-------- DATASET ENTRIES --------

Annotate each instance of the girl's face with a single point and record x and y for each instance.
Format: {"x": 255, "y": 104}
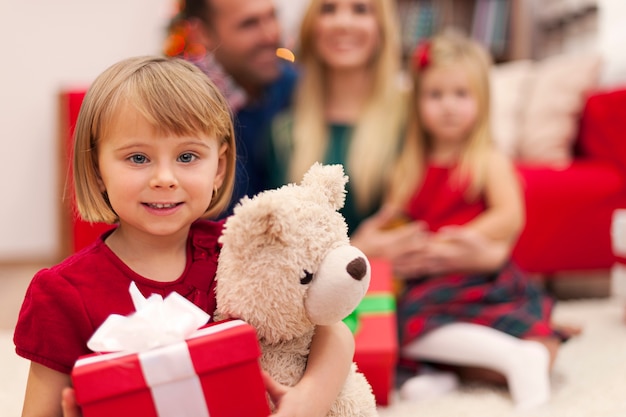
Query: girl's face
{"x": 157, "y": 184}
{"x": 346, "y": 33}
{"x": 447, "y": 104}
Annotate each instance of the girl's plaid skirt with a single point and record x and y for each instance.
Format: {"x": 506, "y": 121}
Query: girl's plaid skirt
{"x": 506, "y": 300}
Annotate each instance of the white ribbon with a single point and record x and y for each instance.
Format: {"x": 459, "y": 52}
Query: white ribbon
{"x": 156, "y": 322}
{"x": 175, "y": 387}
{"x": 163, "y": 324}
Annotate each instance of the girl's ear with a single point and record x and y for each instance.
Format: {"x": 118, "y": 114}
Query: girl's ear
{"x": 101, "y": 185}
{"x": 222, "y": 163}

--------

◆ EXERCISE INSTRUCTIONS: Convert every line of the items above into a Markdown table with the columns "Row" and "Line". Number the rows in order, skip blank lines, and leave out the pictures.

◆ WRITTEN RESPONSE:
| Row | Line |
|---|---|
| 1 | Annotate each instance of the girl's face with a single point and record x and y for each instance. |
| 2 | Format: {"x": 255, "y": 104} |
| 3 | Query: girl's face |
| 4 | {"x": 157, "y": 184} |
| 5 | {"x": 346, "y": 33} |
| 6 | {"x": 447, "y": 104} |
| 7 | Annotate each instance of the girl's plaid skirt with a single point and record x and y for each instance. |
| 8 | Format: {"x": 506, "y": 121} |
| 9 | Query: girl's plaid skirt |
| 10 | {"x": 506, "y": 300} |
| 11 | Annotate each instance of the white ribbon with a single point and record x and y for each instance. |
| 12 | Format: {"x": 459, "y": 52} |
| 13 | Query: white ribbon |
| 14 | {"x": 156, "y": 322} |
| 15 | {"x": 175, "y": 387} |
| 16 | {"x": 163, "y": 324} |
| 17 | Annotate each instance of the girl's ear with a single point and record x and y for each instance. |
| 18 | Format: {"x": 118, "y": 114} |
| 19 | Query: girl's ear |
| 20 | {"x": 101, "y": 185} |
| 21 | {"x": 222, "y": 163} |